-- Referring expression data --
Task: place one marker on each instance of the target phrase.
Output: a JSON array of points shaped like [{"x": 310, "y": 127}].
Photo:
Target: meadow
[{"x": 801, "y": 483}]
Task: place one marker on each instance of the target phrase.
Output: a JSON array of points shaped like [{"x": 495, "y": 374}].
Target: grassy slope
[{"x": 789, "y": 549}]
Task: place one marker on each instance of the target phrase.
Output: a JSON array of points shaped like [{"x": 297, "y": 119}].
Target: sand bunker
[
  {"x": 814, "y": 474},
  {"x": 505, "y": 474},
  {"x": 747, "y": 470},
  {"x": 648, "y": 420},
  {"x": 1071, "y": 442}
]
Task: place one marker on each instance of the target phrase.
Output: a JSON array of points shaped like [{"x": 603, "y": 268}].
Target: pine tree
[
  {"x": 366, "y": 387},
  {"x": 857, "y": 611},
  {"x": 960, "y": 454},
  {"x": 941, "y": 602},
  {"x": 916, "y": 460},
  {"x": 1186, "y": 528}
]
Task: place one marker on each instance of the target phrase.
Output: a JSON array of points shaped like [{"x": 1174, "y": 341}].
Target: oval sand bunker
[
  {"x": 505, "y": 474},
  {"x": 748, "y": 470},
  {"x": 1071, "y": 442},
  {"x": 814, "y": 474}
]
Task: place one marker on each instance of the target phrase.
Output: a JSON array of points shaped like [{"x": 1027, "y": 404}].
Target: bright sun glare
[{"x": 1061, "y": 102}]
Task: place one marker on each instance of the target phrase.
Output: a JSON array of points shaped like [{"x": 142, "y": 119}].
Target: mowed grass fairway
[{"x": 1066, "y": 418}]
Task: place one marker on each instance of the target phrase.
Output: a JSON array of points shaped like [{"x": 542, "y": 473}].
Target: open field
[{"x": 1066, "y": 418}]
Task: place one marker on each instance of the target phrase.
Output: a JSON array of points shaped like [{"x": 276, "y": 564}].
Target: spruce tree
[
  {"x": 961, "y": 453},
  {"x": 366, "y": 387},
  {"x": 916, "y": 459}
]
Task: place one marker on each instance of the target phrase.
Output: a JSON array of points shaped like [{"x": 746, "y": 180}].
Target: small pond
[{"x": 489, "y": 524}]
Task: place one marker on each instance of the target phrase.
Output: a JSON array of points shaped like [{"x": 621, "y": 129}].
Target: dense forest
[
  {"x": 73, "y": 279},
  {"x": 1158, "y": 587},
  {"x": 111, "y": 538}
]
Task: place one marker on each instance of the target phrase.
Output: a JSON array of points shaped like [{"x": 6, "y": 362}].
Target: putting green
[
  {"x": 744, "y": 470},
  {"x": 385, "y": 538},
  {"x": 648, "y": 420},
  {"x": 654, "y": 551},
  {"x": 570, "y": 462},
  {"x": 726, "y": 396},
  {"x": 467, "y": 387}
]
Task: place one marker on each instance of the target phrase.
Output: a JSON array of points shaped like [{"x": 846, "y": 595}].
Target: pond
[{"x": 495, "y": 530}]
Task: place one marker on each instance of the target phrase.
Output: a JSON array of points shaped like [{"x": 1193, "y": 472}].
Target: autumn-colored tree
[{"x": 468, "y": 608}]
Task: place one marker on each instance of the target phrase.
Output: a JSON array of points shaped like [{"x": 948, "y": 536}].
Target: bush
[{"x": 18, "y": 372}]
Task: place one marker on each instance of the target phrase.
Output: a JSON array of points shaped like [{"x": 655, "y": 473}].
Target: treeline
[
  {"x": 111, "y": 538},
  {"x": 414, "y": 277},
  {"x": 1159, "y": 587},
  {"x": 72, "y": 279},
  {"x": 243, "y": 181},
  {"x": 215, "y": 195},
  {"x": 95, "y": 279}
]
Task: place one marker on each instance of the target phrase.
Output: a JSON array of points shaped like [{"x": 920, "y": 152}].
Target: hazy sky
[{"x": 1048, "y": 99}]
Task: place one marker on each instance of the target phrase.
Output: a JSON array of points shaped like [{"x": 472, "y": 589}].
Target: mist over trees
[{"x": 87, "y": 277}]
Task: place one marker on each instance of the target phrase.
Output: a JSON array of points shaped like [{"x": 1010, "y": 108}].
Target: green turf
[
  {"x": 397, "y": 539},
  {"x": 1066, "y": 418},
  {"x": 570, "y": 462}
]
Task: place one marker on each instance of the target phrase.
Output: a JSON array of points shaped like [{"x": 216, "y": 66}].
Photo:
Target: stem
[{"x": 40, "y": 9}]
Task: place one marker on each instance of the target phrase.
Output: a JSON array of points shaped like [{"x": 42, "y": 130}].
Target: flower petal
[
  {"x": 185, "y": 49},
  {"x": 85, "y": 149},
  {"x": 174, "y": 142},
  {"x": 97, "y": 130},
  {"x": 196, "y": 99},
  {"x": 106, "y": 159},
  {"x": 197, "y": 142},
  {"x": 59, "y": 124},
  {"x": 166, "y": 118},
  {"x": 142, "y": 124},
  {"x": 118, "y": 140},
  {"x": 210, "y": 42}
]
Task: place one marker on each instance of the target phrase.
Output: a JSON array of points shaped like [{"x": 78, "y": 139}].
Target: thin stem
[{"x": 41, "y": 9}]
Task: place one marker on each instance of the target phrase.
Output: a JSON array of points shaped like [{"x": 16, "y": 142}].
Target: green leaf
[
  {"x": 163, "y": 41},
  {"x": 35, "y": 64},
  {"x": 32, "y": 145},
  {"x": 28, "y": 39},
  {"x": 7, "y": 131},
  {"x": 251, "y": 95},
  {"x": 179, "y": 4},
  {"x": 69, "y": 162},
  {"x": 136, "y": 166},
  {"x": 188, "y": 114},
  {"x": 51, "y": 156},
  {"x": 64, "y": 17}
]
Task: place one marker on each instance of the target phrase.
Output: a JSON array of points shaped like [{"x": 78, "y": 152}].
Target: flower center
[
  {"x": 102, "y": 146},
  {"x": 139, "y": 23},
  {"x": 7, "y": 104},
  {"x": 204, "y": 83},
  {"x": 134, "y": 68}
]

-- WHAT IS NEEDED --
Every line of the data must appear again in the answer, exactly as written.

-- YOUR RESPONSE --
Task: place one marker on each instance of the target phrase.
Output: a JSON array of points shaped like [{"x": 310, "y": 127}].
Photo:
Target: meadow
[{"x": 801, "y": 483}]
Task: place one marker on each instance of the target phrase.
Output: a JSON array of points shaped like [{"x": 495, "y": 374}].
Target: grassy slope
[{"x": 789, "y": 549}]
Task: place one marker on each instance of the target phrase.
Output: a JSON array of points shaped like [{"x": 297, "y": 119}].
Target: sand bunker
[
  {"x": 814, "y": 474},
  {"x": 505, "y": 474},
  {"x": 747, "y": 470},
  {"x": 648, "y": 420},
  {"x": 1071, "y": 442}
]
Task: place one marker on each instance of the target phrase.
Output: a JSON array of points shaped like [{"x": 603, "y": 268}].
Target: pine tree
[
  {"x": 366, "y": 387},
  {"x": 857, "y": 611},
  {"x": 960, "y": 454},
  {"x": 941, "y": 602},
  {"x": 916, "y": 460},
  {"x": 1186, "y": 528}
]
Task: place one marker on each instance of the target phrase.
Output: a JSON array of points shaped like [{"x": 1174, "y": 341}].
Target: oval sand bunker
[
  {"x": 505, "y": 474},
  {"x": 748, "y": 470},
  {"x": 1071, "y": 442},
  {"x": 814, "y": 474}
]
Task: place one marker on each instance of the target phrase.
Output: a JSON array of points shaped like [{"x": 1027, "y": 404}].
Target: bright sun glare
[{"x": 1061, "y": 102}]
Task: place one marker on each instance of the target phrase.
Output: a JSON array of points shaped like [{"x": 142, "y": 119}].
Target: mowed grass fairway
[{"x": 1066, "y": 418}]
Task: place one marker on each instance of the target phrase.
Output: a JSON array of points shaped like [{"x": 542, "y": 473}].
Target: open field
[{"x": 1066, "y": 418}]
Task: place one marker on each instance of the target phrase.
Output: a JSON array of points shaped like [{"x": 276, "y": 564}].
Target: spruce tree
[
  {"x": 961, "y": 453},
  {"x": 366, "y": 387},
  {"x": 916, "y": 459}
]
Task: place one marker on each instance of the target phrase.
Output: a JSON array of points shaped like [{"x": 746, "y": 180}].
Target: small pond
[{"x": 489, "y": 524}]
Task: place one marker on each instance of the target phrase.
Output: a JSON array of points shaped like [{"x": 621, "y": 129}].
Target: dense forest
[
  {"x": 73, "y": 279},
  {"x": 1158, "y": 587},
  {"x": 111, "y": 538}
]
Task: place one marker on each instance of the target phrase.
Output: a JSON array of points shaped like [{"x": 6, "y": 362}].
Target: putting green
[
  {"x": 744, "y": 470},
  {"x": 385, "y": 538},
  {"x": 648, "y": 420},
  {"x": 654, "y": 551},
  {"x": 570, "y": 462},
  {"x": 726, "y": 396},
  {"x": 467, "y": 387}
]
Task: place one marker on each instance of the target phrase.
Output: a JSON array of points shaped like [{"x": 846, "y": 595}].
Target: pond
[{"x": 495, "y": 530}]
Task: place one marker on each instance of the target phrase.
Output: a JSON array of points shaped like [{"x": 1193, "y": 472}].
Target: autumn-colored tree
[{"x": 468, "y": 608}]
Task: place one marker on each instance of the target phrase.
Output: a JSON array of points shaped like [{"x": 948, "y": 536}].
Target: bush
[{"x": 18, "y": 372}]
Task: place one marker on each instance of the target phrase.
Output: a JSON array of points shaped like [{"x": 655, "y": 473}].
Target: treeline
[
  {"x": 111, "y": 538},
  {"x": 414, "y": 277},
  {"x": 1159, "y": 587},
  {"x": 72, "y": 279},
  {"x": 243, "y": 181},
  {"x": 215, "y": 195},
  {"x": 95, "y": 279}
]
Task: place one marker on each instance of the target phrase.
Output: a JSON array of points shaped like [{"x": 920, "y": 152}].
Target: hazy sky
[{"x": 1048, "y": 99}]
Task: place one marker on each instance of the target phrase.
Output: a JSON array of points shaped like [{"x": 472, "y": 589}].
Target: mist over trees
[{"x": 87, "y": 277}]
Task: place one marker on each instance of the target phrase.
Output: a JSON array of points shaped like [{"x": 1010, "y": 108}].
Target: green turf
[
  {"x": 397, "y": 539},
  {"x": 1066, "y": 418},
  {"x": 570, "y": 462}
]
Task: place one marker on each instance of the target phrase.
Output: a JSON array of points shaped like [{"x": 216, "y": 66}].
Photo:
Target: stem
[{"x": 40, "y": 9}]
Task: place one marker on each instance of the target phrase.
Output: a JSON array of points shaped like [{"x": 42, "y": 130}].
Target: flower petal
[
  {"x": 185, "y": 49},
  {"x": 85, "y": 149},
  {"x": 174, "y": 142},
  {"x": 97, "y": 130},
  {"x": 196, "y": 99},
  {"x": 106, "y": 159},
  {"x": 197, "y": 142},
  {"x": 59, "y": 124},
  {"x": 166, "y": 118},
  {"x": 142, "y": 124},
  {"x": 118, "y": 140},
  {"x": 210, "y": 42}
]
Task: place one marker on each instance of the target phrase.
Output: a JSON array of points shaped like [{"x": 78, "y": 139}].
Target: thin stem
[{"x": 41, "y": 9}]
Task: place one marker on each instance of the target phrase.
Output: a JSON array of points shaped like [{"x": 16, "y": 142}].
Target: green leaf
[
  {"x": 163, "y": 41},
  {"x": 35, "y": 64},
  {"x": 32, "y": 145},
  {"x": 28, "y": 39},
  {"x": 7, "y": 131},
  {"x": 251, "y": 95},
  {"x": 179, "y": 4},
  {"x": 69, "y": 162},
  {"x": 136, "y": 166},
  {"x": 188, "y": 114},
  {"x": 51, "y": 156},
  {"x": 64, "y": 17}
]
Task: place one marker on each instance of the target phrase.
Output: a JSON array of points shaped like [{"x": 78, "y": 152}].
Target: flower center
[
  {"x": 102, "y": 146},
  {"x": 139, "y": 23},
  {"x": 7, "y": 104},
  {"x": 204, "y": 83},
  {"x": 134, "y": 68}
]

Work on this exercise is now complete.